# AIM:
Answer each question using the speech excerpt below.
(a) For how long has the speaker been in public life?
(b) At which gate did crowds gather before dawn to await entry into the Old City?
(c) At what hour were the crowds allowed into east Jerusalem?

# EXCERPTED TEXT:
--

I am running for President to lead a movement of Americans who will insist on changing Washington so we can renew America.

To do this, we must insist on dramatic and bold changes in Washington, repeal policies that are killing jobs and stifling growth, and enact policies that will create jobs and prosperity.

There is no more important task for the next president.

As someone who has been in public life for nearly forty years, I know full well the rigors of campaigning for public office.

In fact, I have had some recent reminders.

But I will endure the challenges and I will carry the message of American renewal to every part of this great land, no matter what it takes.

A vitally important part of American renewal is renewing American leadership around the world as a force for a lasting peace, especially in the Middle East.

This is why I was so happy to accept your invitation to be here tonight.

Earlier this week, Jewish people all over the world celebrated the Feast of Shavuot, or Pentecost, commemorating the revelation of the Ten Commandments on Mount Sinai.

And today is actually Pentecost Sunday in the Christian tradition.

It was on this Feast of Shavuot 44 years ago, in June of 1967, a mere six days after the Old City of Jerusalem had been reunited in the Six Day War, that for the first time in almost 2,000 years, Jewish people were once again able to visit the Western Wall and walk the streets of the Old City as citizens of a sovereign Jewish nation.

Hours before dawn that day, thousands upon thousands of Jews gathered at the Zion gate to await entry into the Old City.

At 4 a.m., the crowds were finally allowed to stream into east Jerusalem -- the first time Jews had been allowed to carry out a pilgrimage to the Western Wall, as members of a Jewish nation, celebrating a Jewish festival -- since the pilgrimages to the Temple 2,000 years earlier.

--

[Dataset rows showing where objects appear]

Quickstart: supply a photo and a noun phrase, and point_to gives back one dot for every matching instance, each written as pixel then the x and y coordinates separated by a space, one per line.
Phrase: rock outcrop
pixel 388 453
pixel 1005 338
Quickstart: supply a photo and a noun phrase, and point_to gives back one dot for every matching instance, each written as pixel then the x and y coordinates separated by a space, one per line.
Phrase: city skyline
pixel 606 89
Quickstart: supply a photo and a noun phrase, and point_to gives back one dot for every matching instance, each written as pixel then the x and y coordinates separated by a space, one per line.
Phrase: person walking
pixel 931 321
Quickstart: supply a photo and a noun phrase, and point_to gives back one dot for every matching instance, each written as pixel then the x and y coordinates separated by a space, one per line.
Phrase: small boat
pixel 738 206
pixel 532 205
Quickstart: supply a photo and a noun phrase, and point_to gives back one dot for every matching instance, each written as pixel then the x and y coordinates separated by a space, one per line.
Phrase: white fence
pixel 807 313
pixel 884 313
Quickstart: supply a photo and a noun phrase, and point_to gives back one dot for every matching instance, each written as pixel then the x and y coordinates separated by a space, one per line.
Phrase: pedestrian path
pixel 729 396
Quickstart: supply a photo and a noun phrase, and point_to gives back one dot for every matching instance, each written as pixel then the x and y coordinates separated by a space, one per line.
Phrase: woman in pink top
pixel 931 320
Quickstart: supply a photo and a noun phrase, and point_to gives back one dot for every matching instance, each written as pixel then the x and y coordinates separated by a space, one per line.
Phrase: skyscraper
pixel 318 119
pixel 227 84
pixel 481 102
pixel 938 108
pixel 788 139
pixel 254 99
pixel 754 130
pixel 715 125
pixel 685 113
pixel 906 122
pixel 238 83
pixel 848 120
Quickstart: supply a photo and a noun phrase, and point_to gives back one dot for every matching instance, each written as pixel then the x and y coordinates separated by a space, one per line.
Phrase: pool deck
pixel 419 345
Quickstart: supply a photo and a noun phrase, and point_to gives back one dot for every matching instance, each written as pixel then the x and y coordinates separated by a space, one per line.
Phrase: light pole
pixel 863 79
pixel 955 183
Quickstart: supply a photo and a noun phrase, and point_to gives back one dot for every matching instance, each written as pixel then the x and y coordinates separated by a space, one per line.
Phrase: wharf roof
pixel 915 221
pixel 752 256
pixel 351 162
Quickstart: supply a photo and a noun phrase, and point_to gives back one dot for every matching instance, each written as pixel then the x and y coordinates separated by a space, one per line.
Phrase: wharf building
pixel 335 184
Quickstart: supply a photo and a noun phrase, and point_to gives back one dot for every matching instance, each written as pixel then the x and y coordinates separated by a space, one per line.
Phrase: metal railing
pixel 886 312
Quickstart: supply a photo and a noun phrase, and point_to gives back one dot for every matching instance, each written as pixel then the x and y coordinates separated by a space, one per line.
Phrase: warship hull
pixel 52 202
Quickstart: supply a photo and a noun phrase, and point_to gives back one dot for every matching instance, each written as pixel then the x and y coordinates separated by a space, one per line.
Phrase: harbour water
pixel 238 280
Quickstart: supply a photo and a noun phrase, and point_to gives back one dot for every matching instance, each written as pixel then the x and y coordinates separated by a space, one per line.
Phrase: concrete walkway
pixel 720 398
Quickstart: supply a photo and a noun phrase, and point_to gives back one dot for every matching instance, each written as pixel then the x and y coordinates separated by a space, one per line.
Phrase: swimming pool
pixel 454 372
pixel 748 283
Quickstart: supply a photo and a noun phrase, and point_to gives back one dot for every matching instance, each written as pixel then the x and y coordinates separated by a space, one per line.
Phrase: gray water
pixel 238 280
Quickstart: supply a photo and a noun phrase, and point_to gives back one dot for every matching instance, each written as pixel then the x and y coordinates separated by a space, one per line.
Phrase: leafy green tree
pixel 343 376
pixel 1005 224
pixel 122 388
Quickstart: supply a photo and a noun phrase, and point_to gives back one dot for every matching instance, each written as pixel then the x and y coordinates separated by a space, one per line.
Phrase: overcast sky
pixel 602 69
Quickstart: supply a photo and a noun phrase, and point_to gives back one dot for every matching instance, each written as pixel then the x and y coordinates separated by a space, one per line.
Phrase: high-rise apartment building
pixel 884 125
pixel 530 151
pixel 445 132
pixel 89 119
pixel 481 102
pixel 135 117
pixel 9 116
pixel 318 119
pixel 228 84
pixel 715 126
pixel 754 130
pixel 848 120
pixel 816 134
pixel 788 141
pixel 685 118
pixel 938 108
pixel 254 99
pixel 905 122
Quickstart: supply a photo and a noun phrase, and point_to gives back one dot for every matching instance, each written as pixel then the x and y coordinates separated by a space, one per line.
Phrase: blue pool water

--

# OUTPUT OF THE TASK:
(a) Nearly forty years.
(b) The Zion gate.
(c) At 4 a.m.